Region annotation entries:
━━━━━━━━

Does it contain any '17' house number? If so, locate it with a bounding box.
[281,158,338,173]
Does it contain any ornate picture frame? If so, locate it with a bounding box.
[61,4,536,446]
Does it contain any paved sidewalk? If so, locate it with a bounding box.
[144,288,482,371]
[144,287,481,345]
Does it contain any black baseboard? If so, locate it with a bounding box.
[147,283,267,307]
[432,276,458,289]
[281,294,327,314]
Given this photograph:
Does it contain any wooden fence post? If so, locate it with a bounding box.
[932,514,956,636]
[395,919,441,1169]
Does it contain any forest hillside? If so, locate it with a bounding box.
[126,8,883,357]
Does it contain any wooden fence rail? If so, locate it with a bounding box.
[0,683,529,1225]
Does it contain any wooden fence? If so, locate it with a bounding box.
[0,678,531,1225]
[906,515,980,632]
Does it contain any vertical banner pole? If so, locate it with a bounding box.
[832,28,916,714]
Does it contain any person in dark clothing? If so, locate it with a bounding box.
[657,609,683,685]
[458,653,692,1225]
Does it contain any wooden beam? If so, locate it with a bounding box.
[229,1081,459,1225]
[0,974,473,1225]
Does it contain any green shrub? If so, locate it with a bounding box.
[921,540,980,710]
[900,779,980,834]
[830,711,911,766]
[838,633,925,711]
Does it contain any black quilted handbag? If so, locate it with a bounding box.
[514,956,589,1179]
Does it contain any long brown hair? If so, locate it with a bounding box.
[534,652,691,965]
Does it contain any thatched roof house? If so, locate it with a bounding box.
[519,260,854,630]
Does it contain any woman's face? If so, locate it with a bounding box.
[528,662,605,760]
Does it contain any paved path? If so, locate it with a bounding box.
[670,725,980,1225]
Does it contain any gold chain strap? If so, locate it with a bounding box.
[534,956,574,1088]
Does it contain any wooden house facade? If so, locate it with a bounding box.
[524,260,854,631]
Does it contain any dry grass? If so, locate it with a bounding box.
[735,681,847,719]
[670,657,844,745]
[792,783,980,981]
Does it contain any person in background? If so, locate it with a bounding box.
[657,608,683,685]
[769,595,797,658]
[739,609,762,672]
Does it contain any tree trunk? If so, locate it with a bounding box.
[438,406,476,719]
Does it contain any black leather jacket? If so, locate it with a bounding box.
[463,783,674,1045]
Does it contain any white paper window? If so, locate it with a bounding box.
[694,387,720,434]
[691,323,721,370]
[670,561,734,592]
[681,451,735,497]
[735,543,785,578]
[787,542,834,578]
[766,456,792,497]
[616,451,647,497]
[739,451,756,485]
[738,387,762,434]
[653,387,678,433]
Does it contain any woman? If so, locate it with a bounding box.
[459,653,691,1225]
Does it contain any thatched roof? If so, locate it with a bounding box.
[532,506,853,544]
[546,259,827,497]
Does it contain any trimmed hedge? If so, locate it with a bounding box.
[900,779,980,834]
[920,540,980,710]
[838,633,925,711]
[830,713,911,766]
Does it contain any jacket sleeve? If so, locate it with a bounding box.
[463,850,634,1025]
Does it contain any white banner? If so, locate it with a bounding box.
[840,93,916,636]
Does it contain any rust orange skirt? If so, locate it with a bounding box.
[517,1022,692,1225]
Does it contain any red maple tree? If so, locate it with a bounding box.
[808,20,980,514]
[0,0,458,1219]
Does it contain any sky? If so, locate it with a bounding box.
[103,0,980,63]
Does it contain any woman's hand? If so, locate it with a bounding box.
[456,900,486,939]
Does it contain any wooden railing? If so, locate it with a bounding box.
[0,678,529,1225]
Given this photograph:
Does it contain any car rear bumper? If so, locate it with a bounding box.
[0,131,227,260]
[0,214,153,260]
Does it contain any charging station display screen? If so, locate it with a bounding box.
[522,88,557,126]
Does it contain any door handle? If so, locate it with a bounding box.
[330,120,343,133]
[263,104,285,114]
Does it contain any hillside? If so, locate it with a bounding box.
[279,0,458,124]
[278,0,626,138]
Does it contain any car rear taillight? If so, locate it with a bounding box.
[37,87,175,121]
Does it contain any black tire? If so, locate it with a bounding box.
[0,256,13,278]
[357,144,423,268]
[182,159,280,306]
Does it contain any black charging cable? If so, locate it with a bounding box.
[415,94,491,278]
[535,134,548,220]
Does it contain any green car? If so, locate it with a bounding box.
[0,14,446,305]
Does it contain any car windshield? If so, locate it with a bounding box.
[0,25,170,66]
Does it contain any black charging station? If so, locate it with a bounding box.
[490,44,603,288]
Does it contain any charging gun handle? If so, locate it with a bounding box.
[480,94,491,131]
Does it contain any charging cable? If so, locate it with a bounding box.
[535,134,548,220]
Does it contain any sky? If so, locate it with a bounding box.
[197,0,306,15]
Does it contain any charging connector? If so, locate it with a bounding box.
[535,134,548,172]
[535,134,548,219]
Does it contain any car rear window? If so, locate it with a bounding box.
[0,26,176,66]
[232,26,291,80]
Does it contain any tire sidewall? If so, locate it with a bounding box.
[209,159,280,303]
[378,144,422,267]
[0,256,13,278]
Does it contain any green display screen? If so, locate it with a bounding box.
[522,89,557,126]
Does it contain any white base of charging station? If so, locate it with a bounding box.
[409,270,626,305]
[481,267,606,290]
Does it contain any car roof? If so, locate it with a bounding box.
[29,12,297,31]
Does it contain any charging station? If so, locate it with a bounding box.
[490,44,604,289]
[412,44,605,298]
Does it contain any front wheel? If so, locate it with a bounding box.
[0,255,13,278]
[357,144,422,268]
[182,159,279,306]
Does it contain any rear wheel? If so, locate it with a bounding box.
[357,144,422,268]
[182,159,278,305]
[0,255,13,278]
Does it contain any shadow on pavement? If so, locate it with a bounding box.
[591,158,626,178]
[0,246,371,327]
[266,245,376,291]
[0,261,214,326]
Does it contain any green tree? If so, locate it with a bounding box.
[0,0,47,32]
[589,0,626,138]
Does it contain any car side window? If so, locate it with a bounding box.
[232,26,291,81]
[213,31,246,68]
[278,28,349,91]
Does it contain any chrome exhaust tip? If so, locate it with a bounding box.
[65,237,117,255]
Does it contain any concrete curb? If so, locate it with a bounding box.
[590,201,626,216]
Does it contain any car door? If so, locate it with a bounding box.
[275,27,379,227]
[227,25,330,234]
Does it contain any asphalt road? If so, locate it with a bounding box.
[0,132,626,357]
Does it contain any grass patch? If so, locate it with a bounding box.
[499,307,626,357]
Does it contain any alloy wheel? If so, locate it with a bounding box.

━━━━━━━━

Can you reproduce all of the material above, swapping every "locate" for "mark" and leaving everything else unchanged?

Does it contain any '17' house number? If so, mark it with a bounding box.
[281,158,338,173]
Does it contain any ornate picture frame? If so, mark it with a bounding box.
[61,4,536,446]
Does it contain any paved sidewalk? If so, mark it with a bounding box.
[144,288,482,371]
[144,287,481,345]
Does it contain any black baseboard? If so, mark it with a bounding box.
[147,283,267,307]
[432,276,458,289]
[281,294,327,314]
Given this photograph:
Does it contain any wooden fence post? If so, mark it with a bounding box.
[932,514,956,636]
[395,919,441,1169]
Does it contain any forest hillside? If so, mark it with a bounding box.
[126,8,883,357]
Does it contain any wooden fence rail? If so, mark it with a bounding box.
[0,683,529,1225]
Does it contain any wooden fence? If so, mark it with a bounding box.
[0,678,531,1225]
[906,515,980,632]
Does it contain any vertical banner pole? If so, mark it with a bounding box.
[832,28,916,714]
Does it contain any person in dark clothing? If so, mark it with a bounding box.
[657,609,683,685]
[458,653,692,1225]
Does it contain any wooden beam? If so, mark it with a bounding box.
[229,1081,459,1225]
[0,974,473,1225]
Does it contain any green shrub? If so, mark it with a bounding box.
[921,540,980,710]
[900,779,980,834]
[830,711,911,766]
[838,633,925,711]
Does it contain any black quilted handbag? If so, mark it with a bounding box.
[514,956,589,1179]
Does it contain any long brown hair? If so, mark it with a bounding box.
[534,652,691,965]
Does it contain any thatched roof house? If so, mark it with a bounding box.
[519,260,854,630]
Does it contain any woman's face? If so, mark it with a bounding box.
[528,662,605,760]
Does it contain any paved path? If so, mark it with a bounding box.
[670,725,980,1225]
Does it contain any gold chain strap? If so, mark it with a bounding box.
[534,956,574,1088]
Does it contain any wooden house facade? If so, mark it with a bounding box.
[524,260,854,631]
Does it contain any dry grass? If so, mark it with a bounding box.
[735,681,847,719]
[670,657,844,745]
[792,783,980,981]
Does it contain any person in background? If so, mark it with a bounding box.
[657,608,683,685]
[769,595,797,658]
[739,609,762,672]
Does it contain any tree trunk? If so, mark it with a bounding box.
[438,406,476,719]
Does it contain any black leather jacket? If so, mark it with a bounding box.
[463,783,674,1045]
Does it contain any white paper window? If so, mark it with a bounding box.
[694,387,720,434]
[691,323,721,370]
[670,561,734,592]
[681,451,735,497]
[735,543,785,578]
[787,542,834,578]
[766,456,792,497]
[616,451,647,497]
[739,451,756,485]
[738,387,762,434]
[653,387,678,433]
Does it contain any woman? If so, mark it with a bounding box.
[459,653,691,1225]
Does it contain any thatched roof? If so, mark it with a bounding box.
[532,506,853,544]
[546,259,827,497]
Does it contain any trimmed hedge? If so, mark it with a bounding box.
[900,779,980,834]
[920,540,980,710]
[838,633,925,711]
[830,713,911,766]
Does it contain any jacket sleeve? If so, mark it with a bounding box.
[463,850,634,1025]
Does it contain any white banner? If so, mark it with a bounding box.
[840,93,916,636]
Does it contain any rust orange skirt? If so, mark it with a bounding box.
[517,1022,692,1225]
Does it contain any red maple tree? If so, mark it with a bounding box.
[808,20,980,514]
[0,0,458,1219]
Does it contain any sky? If so, mark it with a bounding box.
[103,0,980,63]
Does it contain any woman's hand? If so, mark it with a bounding box.
[456,900,486,939]
Does it contain any wooden railing? If so, mark it with a bounding box.
[0,678,529,1225]
Given this photograph:
Does it contain any car rear bumper? If so, mark it with a bounding box.
[0,131,227,260]
[0,214,153,260]
Does it contain any charging station display screen? If so, mark it with a bounding box.
[522,88,557,126]
Does it contain any door handle? If so, mark it with a bounding box.
[330,120,343,133]
[263,104,285,114]
Does it contain any hillside? If so, mark it with a bounding box.
[279,0,458,124]
[278,0,626,138]
Does it contain any car rear taillight? If so, mark it with a bounding box.
[37,87,175,121]
Does it contain any black tire? If so, mark it with a bounding box.
[0,256,13,278]
[357,144,423,268]
[182,159,280,306]
Does it contain any black charging cable? If so, mark it with a bounding box.
[415,94,491,278]
[535,134,548,220]
Does it contain any green car? If so, mark it with a bounding box.
[0,14,446,305]
Does it contain any car windshield? If so, mark it with a bounding box.
[0,25,170,66]
Does it contain any black charging station? If so, mark it with a bounding box.
[490,44,603,288]
Does it contain any charging gun handle? If so, mark it with a bounding box.
[480,94,491,131]
Does it contain any charging cable? If so, mark it with a bounding box.
[535,134,548,220]
Does it contain any sky? If so, mark it with a bounding box.
[197,0,306,15]
Does it contain any charging connector? If so, mark it with a bounding box.
[535,134,548,172]
[535,134,548,219]
Does it contain any car rear window? If so, mark it with a bounding box.
[0,26,176,66]
[232,26,291,80]
Does it contain any tire sidewall? If so, mark it with a bounding box.
[209,159,280,303]
[378,144,422,267]
[0,256,13,278]
Does it contain any green display screen? If so, mark it with a bounding box.
[522,89,557,126]
Does it contain any white base of charging station? If so, mark it with a bounding box.
[409,270,626,305]
[481,267,606,290]
Does it contain any car roof? If so, mark it with a bounding box.
[29,12,297,31]
Does it contain any charging station? If so, mark it with a bounding box.
[490,44,604,289]
[412,44,605,298]
Does it contain any front wheel? If so, mark it with a bounding box.
[0,255,13,278]
[357,144,422,268]
[182,159,279,306]
Does it contain any rear wheel? If so, mark it with a bounding box.
[357,144,422,268]
[182,159,278,305]
[0,255,13,278]
Does it contain any shadow on pavement? If so, mark it with a bounding box.
[591,158,626,178]
[0,246,371,327]
[266,245,376,291]
[0,261,214,326]
Does it contain any green tree? If so, mark it with a bounding box.
[0,0,47,32]
[589,0,626,138]
Does it contain any car side window? If so, mark it with a bounding box.
[232,26,291,81]
[213,31,246,68]
[278,28,349,91]
Does it contain any chrome exhaust tip? If so, mark it with a bounding box.
[65,237,117,255]
Does it contain any concrete curb? If so, mark it with a bounding box.
[590,201,626,216]
Does it contain any car door? If so, mark it with a bounding box.
[275,27,379,227]
[227,25,330,234]
Does it contain any asphalt road? If so, mark it with a bounding box.
[0,132,626,357]
Does it contain any grass patch? If so, mark it with a bounding box.
[499,307,626,357]
Does it contain any alloy wheel? If so, mark it with a bounding box.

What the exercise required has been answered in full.